[Saved entries]
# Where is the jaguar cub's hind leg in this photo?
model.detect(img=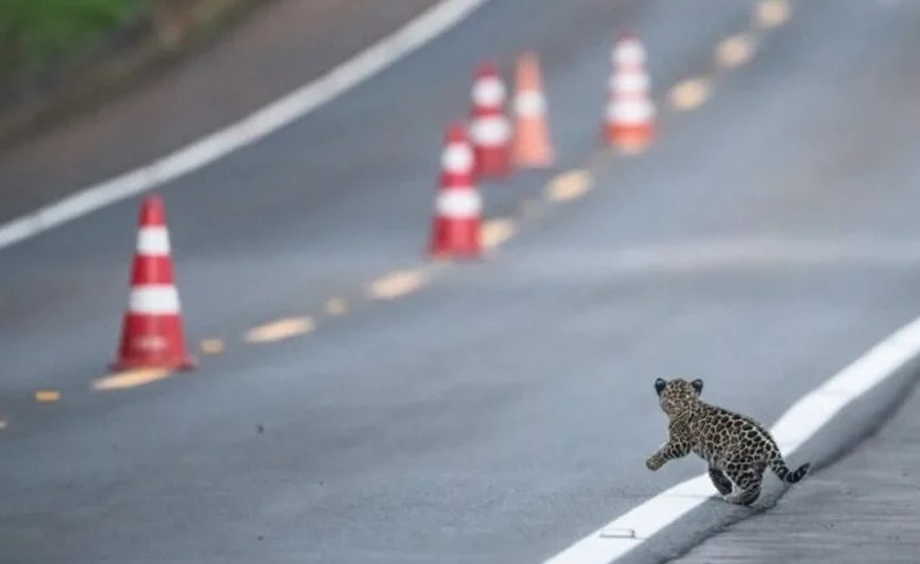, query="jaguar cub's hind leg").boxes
[709,466,732,495]
[723,464,767,505]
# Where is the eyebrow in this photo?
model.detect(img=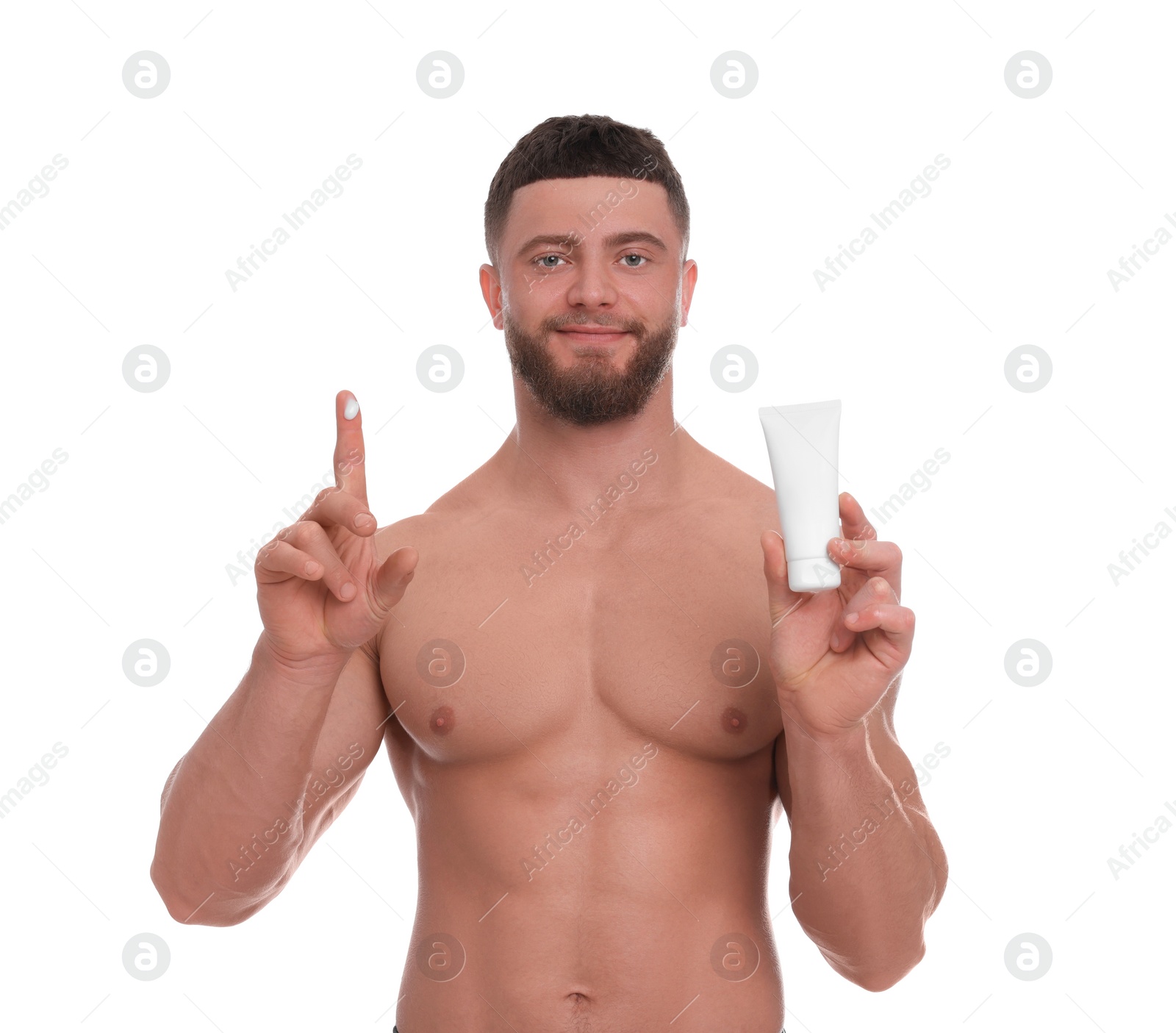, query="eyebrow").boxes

**Given request:**
Which lines of the entries above contain the string "Where" with the same capitalization? Gather every such line.

**Response to the task:**
# Where is the jaguar cub's hind leg in this photo?
# Where is the eyebrow in this photo?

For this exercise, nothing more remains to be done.